▶ [Coordinate annotation records]
#####
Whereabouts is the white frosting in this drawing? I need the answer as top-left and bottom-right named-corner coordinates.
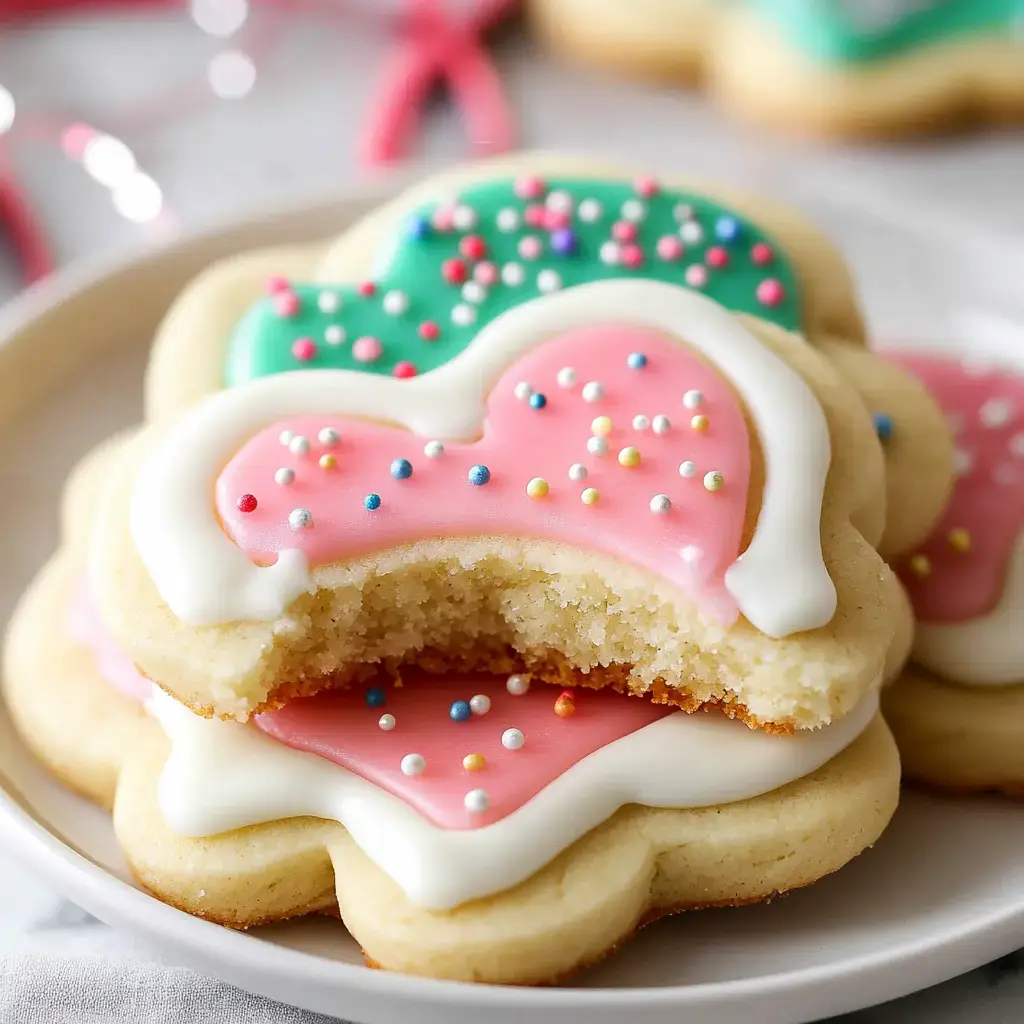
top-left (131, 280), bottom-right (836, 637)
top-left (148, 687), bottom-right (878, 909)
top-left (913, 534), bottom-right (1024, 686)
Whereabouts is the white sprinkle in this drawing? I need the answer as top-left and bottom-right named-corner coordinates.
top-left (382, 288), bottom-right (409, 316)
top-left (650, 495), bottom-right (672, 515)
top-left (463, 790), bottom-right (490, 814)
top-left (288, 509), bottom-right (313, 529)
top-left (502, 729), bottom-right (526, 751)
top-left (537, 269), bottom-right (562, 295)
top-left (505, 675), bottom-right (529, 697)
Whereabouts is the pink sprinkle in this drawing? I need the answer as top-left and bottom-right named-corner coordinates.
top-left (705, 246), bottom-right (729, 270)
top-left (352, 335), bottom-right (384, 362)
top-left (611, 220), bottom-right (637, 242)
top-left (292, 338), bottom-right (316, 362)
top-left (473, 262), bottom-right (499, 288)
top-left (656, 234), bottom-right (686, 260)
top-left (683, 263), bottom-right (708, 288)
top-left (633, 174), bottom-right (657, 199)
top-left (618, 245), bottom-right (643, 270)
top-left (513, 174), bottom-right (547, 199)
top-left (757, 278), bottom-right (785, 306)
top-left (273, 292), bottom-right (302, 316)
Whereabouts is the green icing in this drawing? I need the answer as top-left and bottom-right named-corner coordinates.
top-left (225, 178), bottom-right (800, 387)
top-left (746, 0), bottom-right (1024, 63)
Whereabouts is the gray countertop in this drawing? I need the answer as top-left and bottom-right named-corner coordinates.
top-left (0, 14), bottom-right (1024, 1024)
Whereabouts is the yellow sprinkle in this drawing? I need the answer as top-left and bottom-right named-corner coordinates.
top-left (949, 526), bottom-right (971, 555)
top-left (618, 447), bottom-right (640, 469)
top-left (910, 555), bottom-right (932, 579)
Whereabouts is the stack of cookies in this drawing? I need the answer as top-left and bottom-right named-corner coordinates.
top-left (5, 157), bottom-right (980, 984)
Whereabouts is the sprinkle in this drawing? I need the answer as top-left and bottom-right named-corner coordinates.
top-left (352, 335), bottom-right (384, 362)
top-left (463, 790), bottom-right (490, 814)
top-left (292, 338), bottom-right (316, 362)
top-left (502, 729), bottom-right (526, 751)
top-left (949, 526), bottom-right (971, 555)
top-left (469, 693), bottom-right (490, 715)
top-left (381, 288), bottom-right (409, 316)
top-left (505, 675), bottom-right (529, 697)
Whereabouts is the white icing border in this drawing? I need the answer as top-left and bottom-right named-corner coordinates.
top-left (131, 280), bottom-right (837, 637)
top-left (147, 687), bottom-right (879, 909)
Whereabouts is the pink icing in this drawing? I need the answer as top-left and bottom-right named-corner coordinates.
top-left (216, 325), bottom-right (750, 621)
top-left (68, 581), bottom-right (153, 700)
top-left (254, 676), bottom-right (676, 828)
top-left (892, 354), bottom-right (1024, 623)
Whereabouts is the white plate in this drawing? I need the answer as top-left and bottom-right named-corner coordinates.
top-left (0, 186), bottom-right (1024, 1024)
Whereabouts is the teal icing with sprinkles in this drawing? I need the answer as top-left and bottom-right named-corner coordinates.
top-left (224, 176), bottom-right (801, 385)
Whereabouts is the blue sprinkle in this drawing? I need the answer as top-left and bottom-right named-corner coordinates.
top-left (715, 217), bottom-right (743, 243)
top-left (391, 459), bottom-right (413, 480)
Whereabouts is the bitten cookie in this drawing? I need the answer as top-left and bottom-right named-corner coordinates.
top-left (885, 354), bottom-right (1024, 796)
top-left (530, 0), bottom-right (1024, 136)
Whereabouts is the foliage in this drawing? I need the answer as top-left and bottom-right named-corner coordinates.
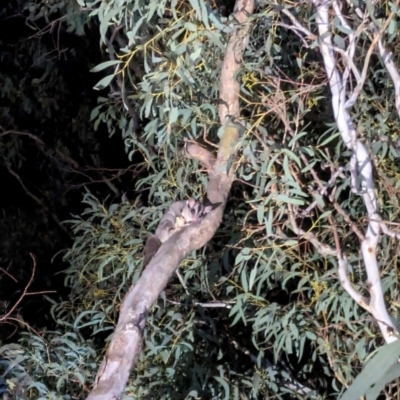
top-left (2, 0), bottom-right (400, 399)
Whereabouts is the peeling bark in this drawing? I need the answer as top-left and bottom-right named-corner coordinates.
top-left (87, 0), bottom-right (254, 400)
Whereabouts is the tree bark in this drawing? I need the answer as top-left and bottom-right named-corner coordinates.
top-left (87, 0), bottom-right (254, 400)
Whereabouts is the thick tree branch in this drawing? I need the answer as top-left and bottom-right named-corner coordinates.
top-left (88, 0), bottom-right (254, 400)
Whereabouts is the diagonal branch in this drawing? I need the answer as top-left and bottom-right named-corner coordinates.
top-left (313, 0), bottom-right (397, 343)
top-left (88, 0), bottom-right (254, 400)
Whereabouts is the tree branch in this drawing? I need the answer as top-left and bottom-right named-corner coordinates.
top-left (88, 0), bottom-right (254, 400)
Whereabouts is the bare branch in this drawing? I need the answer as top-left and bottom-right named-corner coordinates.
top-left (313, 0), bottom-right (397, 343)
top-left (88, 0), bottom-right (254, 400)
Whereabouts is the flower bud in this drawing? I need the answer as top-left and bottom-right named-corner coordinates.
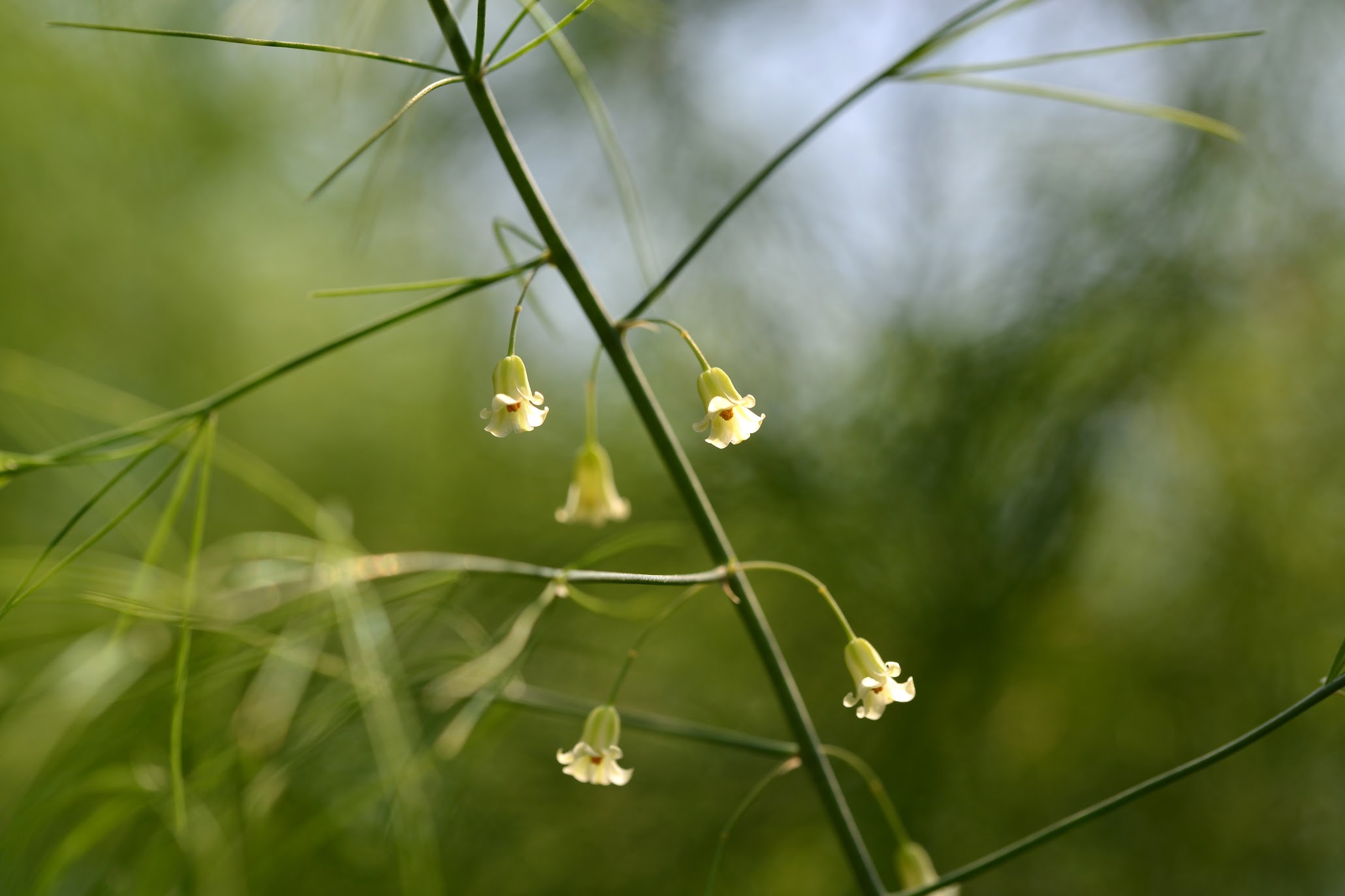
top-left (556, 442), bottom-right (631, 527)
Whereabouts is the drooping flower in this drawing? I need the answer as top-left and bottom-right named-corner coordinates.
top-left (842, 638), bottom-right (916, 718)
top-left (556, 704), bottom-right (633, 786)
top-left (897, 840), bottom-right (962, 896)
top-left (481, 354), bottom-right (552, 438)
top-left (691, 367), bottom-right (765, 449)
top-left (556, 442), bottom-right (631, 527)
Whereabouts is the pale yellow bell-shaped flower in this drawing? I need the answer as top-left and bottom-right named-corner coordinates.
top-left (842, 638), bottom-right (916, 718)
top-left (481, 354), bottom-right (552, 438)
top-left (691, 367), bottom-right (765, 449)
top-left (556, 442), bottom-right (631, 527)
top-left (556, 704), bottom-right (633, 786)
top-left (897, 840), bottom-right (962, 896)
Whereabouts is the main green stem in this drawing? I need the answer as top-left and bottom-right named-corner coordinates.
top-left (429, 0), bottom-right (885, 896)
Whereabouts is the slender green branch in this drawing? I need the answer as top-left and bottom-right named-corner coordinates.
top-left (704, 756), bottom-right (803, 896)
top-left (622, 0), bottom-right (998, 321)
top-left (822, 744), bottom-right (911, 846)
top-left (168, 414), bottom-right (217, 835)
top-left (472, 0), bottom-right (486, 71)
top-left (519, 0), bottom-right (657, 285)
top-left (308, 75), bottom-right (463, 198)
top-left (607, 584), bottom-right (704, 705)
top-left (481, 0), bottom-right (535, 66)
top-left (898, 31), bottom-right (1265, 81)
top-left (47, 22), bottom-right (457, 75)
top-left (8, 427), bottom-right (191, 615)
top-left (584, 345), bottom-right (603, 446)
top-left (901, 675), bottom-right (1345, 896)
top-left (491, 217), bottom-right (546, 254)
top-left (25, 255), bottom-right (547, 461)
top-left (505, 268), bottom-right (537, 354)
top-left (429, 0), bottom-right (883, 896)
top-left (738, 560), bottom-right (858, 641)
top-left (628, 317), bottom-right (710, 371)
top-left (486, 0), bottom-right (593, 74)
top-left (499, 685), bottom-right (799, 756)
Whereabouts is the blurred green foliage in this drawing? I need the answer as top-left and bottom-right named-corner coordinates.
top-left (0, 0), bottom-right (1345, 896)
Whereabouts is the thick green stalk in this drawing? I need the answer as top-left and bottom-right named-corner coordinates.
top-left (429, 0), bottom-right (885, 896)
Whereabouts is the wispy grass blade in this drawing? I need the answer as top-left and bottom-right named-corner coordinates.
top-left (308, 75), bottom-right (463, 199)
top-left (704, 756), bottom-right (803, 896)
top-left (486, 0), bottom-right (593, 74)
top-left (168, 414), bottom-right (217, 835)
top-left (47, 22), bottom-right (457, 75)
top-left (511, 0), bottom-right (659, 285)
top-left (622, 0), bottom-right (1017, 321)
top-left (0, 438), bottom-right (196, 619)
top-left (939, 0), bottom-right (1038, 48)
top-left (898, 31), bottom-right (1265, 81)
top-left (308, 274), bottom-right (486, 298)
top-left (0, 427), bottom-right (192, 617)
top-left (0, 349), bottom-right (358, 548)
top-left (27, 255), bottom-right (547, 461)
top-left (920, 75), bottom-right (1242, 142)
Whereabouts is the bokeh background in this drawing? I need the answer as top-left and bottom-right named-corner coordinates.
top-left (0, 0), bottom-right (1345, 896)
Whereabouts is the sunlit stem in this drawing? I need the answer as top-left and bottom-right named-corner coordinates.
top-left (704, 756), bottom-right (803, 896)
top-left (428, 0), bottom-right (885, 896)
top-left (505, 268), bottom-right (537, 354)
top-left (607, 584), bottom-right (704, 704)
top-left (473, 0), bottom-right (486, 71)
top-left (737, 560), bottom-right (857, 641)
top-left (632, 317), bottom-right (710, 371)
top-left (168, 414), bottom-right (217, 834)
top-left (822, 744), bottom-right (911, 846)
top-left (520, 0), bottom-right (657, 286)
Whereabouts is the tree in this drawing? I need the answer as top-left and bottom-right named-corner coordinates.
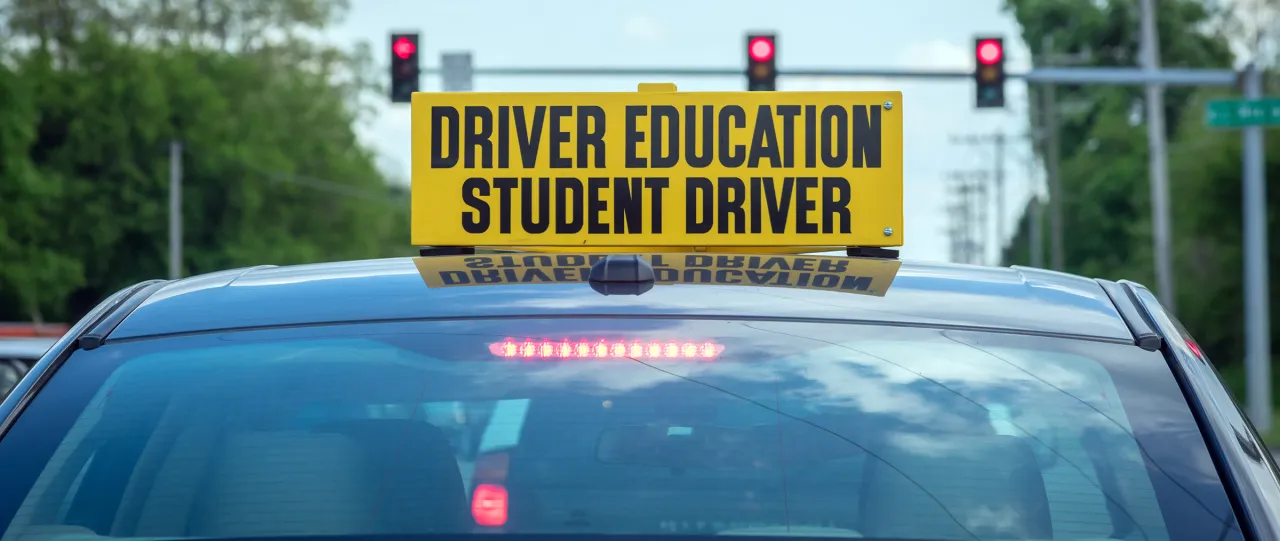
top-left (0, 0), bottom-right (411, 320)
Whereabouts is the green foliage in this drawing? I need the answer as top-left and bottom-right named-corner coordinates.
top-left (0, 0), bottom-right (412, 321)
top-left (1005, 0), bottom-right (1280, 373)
#####
▶ [YOUR OBJECTIVE] Rewrite the stretch from the start of the records through the line containing "top-left (913, 534), bottom-right (1024, 686)", changing "white frosting" to "vanilla frosting" and leaving everything else unchanged. Leave the pictures out of your answer.

▶ [EXERCISE ANSWER]
Whereabouts is the vanilla frosting in this drawing? I need the answer as top-left and bottom-right named-corner coordinates.
top-left (131, 280), bottom-right (836, 637)
top-left (148, 687), bottom-right (878, 909)
top-left (913, 534), bottom-right (1024, 686)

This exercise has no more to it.